━━━ Input records
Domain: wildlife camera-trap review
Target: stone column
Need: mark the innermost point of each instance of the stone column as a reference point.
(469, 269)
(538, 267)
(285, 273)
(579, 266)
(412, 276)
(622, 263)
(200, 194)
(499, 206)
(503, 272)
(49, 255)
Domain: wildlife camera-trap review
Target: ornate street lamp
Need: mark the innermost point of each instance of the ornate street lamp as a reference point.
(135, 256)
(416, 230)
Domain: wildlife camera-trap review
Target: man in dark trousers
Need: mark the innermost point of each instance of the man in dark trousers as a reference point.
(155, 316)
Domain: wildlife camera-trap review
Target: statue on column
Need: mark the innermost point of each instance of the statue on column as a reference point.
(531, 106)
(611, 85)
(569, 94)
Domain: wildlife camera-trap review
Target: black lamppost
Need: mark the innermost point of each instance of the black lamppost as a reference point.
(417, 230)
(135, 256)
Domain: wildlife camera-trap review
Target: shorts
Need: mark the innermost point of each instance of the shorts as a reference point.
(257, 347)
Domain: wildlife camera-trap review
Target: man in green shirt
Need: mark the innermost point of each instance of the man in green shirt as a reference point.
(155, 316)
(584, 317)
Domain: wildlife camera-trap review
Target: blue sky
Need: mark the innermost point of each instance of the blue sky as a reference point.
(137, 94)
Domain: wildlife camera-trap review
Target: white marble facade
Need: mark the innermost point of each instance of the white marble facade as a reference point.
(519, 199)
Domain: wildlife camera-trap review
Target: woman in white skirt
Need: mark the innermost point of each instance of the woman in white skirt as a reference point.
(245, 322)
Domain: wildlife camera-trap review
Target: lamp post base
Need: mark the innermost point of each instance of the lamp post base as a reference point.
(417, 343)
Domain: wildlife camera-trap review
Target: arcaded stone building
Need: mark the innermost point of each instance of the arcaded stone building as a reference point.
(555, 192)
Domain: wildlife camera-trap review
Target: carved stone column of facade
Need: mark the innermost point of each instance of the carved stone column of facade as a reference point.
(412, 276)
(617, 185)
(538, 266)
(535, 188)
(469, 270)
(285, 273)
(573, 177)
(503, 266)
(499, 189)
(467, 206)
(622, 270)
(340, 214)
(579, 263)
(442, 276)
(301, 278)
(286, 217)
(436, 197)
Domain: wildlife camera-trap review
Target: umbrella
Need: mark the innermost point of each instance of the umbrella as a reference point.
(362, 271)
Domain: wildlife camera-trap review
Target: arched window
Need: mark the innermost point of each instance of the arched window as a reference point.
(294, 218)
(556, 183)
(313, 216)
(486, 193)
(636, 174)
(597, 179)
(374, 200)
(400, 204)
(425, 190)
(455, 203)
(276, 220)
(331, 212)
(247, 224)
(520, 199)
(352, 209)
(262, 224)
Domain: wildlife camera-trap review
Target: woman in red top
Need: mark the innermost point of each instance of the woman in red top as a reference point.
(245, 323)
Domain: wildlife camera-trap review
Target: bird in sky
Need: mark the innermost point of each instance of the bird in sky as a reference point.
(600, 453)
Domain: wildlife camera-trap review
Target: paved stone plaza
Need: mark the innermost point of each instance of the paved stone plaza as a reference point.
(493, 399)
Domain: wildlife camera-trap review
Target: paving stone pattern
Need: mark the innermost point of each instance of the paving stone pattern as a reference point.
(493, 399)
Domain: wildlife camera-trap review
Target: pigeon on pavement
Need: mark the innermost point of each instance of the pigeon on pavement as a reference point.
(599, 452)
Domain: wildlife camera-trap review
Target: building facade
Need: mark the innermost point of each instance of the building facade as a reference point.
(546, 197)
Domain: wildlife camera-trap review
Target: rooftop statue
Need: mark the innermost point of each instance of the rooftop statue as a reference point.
━━━━━━
## What this task involves
Write out every entry word for word.

## Task answer
Domain: wildlife camera-trap review
Target: stone column
Need: mark the innermost point of each instance of the stone column as a reference point.
(469, 269)
(538, 267)
(285, 273)
(579, 266)
(412, 276)
(622, 263)
(200, 194)
(499, 206)
(503, 272)
(49, 255)
Domain: wildlife camera-trap review
Target: ornate street lamp
Need: mark the innermost point of each instance of the ornate street lamp as a reference point.
(135, 256)
(416, 230)
Domain: wildlife camera-trap review
Target: man in dark trousers
Need: mark the innermost point of each instance of the man in dark trousers as a reference point.
(155, 316)
Domain: wildlife camera-trap review
Target: statue on column
Need: mark the innermost point of each instance of the statue on column as a reference point.
(531, 106)
(611, 85)
(569, 94)
Domain: wildlife camera-trap review
Target: black lamppost
Need: mark the innermost point of each instance of the black lamppost as a reference point.
(417, 230)
(135, 256)
Domain: wildlife camera-trap review
Target: shorts
Need: mark the innermost point of each instance of the shorts as a reference point.
(257, 347)
Domain: wildlife camera-trap review
Target: man in green shirt
Need: mark the innermost point of each instance of the man in green shirt as a reference point.
(155, 316)
(584, 317)
Domain: wildlife camera-trap review
Target: blue sky
Need: mark the innermost point of each instance of the blue sky as a reference point.
(137, 94)
Domain: wildlife camera-trap review
Target: white marble facade
Need: mark the innermost point of each instance of the white marble facade as a reference point.
(519, 199)
Domain: wildlife camera-trap review
Target: woman in white skirt
Need: mark the innermost point of each instance of the woman in white skirt as a reference point.
(245, 322)
Domain: wildlife camera-trap review
Target: lamp post base
Need: mark the innermost point of each instance of the lamp post base as a reference point.
(417, 343)
Domain: wildlife camera-trap review
Target: arcaded stone building
Need: mark the innermost point of each instance of the arcaded stone building as a reference point.
(555, 192)
Domain: wildlife camera-trap review
Target: carved stone column of facade
Need: mark the innermost point of each instance of the carved stone column of facade as a reference point.
(412, 276)
(617, 185)
(538, 266)
(535, 188)
(469, 270)
(285, 273)
(573, 177)
(503, 266)
(499, 189)
(467, 206)
(622, 270)
(340, 214)
(579, 263)
(442, 276)
(301, 278)
(286, 217)
(436, 197)
Domain: wildlife camera-trap review
Target: umbrella
Need: mark the innermost point of each instance of the umbrella as a reference point.
(362, 271)
Domain: wildlife camera-trap review
Target: arched window
Need: mark the innermost point of each instance of the arched window as a reference point.
(294, 218)
(556, 183)
(313, 216)
(486, 193)
(636, 174)
(597, 179)
(374, 200)
(400, 204)
(425, 190)
(455, 203)
(276, 220)
(331, 212)
(247, 224)
(520, 199)
(352, 209)
(262, 224)
Domain: wildlife camera-trap review
Target: woman in red top
Need: mark the innermost point of each instance of the woman in red top as a reference point.
(245, 323)
Domain: wildlife camera-trap review
Target: bird in sky
Need: mark the innermost point of each instance of the bird in sky as a reference point.
(600, 453)
Domain: wildlife camera-trap review
Target: paved stone plaza
Need: mark the innermost point of each instance of the paved stone plaza as a reference point.
(493, 399)
Domain: wildlife camera-trap review
Target: paving stone pattern
Need: mark the innermost point of each instance of the paving stone pattern as a reference point.
(493, 399)
Domain: wildlife camera-trap review
Target: pigeon on pavement
Need: mark the innermost point of each instance of the pigeon on pavement as a reference point.
(599, 452)
Domain: wildlife camera-trap review
Target: building facade
Need: mark the innermost point of each instance of the building facade as a reference point.
(546, 197)
Domain: wildlife camera-trap review
Target: rooftop statue
Need: mark the innermost point of each instance of the rooftop statue as a reference point.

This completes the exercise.